REQUIREMENT:
Wherever the line with "point: coastline -- for" sits in the listing below, transcribe from it up to and including the line with "point: small rock", exactly, and leave the remaining lines out.

☆ ☆ ☆ ☆ ☆

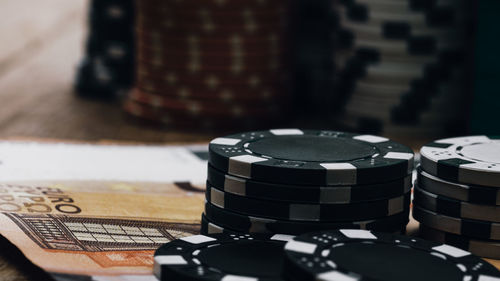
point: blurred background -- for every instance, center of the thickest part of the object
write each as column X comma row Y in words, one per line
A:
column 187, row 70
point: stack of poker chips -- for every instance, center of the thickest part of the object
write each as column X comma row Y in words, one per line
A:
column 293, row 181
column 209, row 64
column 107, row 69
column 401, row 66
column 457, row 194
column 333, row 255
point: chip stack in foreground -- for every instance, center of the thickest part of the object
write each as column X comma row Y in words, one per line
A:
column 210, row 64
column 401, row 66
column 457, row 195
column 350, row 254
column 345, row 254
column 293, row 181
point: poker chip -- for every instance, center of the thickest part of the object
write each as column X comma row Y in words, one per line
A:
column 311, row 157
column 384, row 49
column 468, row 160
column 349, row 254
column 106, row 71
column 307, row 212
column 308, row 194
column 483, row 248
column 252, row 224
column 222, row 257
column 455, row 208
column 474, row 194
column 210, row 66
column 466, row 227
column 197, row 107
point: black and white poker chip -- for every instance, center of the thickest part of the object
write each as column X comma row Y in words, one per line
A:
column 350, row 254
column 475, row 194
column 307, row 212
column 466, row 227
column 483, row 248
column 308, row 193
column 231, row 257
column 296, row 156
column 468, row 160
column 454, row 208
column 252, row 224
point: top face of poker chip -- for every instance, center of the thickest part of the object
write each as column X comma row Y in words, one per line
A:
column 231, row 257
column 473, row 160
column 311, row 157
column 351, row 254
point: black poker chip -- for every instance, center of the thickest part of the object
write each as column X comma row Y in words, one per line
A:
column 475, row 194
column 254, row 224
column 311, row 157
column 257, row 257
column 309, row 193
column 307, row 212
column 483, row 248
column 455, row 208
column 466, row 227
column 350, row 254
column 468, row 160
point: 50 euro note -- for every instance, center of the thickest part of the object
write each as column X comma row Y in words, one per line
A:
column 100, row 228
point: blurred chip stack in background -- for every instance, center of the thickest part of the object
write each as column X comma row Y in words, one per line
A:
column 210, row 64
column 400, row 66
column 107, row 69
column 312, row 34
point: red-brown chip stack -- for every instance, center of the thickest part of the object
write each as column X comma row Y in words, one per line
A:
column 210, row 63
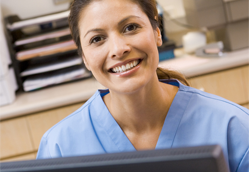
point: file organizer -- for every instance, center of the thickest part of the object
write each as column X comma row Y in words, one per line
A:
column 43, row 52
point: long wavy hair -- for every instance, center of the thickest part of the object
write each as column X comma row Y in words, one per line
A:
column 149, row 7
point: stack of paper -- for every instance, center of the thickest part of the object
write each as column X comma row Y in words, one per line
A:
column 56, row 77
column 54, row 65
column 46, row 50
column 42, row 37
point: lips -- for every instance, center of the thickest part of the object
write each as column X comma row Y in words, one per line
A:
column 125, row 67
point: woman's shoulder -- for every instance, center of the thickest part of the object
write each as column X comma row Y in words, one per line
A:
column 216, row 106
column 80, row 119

☆ ☆ ☆ ☆ ☆

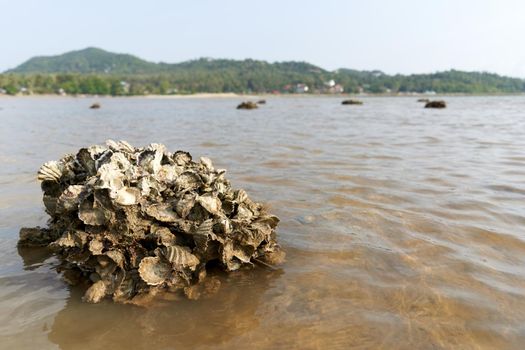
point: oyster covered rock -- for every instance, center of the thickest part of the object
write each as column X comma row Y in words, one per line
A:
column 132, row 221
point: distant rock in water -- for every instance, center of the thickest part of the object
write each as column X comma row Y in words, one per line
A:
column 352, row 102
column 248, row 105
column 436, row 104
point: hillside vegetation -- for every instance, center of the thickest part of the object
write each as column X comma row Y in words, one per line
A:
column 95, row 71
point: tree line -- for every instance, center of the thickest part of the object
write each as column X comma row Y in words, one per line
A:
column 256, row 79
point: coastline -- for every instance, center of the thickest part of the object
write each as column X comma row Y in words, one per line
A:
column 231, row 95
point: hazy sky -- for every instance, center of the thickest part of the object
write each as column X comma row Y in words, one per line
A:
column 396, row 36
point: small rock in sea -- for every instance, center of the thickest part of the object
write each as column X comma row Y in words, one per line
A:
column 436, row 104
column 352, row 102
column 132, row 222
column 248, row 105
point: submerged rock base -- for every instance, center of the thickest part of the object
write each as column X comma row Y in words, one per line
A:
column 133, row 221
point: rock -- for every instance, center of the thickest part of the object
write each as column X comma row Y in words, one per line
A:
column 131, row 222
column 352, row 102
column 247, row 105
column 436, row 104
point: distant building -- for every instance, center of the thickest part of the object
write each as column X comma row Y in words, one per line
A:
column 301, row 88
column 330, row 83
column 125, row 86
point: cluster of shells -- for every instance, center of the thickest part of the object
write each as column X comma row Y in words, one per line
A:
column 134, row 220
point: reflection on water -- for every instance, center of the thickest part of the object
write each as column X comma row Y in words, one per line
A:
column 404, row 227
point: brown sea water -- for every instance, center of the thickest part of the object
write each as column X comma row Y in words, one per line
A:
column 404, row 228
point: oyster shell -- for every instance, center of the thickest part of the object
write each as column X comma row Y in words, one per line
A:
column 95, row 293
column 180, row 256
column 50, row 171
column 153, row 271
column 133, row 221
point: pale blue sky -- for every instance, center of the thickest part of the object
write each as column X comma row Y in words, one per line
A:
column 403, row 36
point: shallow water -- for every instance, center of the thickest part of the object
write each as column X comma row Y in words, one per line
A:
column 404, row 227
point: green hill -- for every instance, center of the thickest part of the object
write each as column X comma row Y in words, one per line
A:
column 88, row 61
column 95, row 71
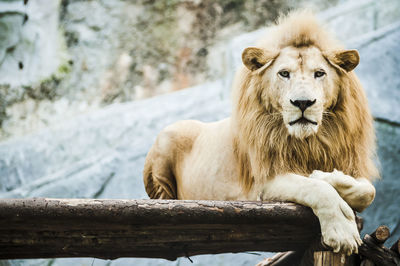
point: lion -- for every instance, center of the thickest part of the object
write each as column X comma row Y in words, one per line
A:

☆ ☆ ☆ ☆ ☆

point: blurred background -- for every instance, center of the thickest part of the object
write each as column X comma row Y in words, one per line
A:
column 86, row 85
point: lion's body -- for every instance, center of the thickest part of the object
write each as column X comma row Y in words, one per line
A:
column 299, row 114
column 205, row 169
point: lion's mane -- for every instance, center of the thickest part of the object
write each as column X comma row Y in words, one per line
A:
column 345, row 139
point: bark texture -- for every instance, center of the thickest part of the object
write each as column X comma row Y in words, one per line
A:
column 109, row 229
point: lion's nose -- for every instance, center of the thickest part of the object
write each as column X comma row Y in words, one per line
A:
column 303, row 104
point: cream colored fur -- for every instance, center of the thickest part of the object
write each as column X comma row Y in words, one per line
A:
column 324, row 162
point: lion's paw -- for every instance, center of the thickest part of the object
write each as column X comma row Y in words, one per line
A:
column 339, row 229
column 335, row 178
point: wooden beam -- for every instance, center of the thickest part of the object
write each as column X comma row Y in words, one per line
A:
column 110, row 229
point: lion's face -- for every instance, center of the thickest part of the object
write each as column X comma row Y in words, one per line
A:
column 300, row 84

☆ ☆ ☆ ☆ ☆

PROBLEM SOLUTION:
point: coastline -- for every instance, center of the thickest part of the object
write each as column X comma row Y in words, one per line
A:
column 231, row 95
point: hazy sky -- for every instance, center of the thickest part of the object
write each as column X comma row Y in words, one per line
A:
column 396, row 36
point: small rock in sea -- for every instance, center of the thickest part of the object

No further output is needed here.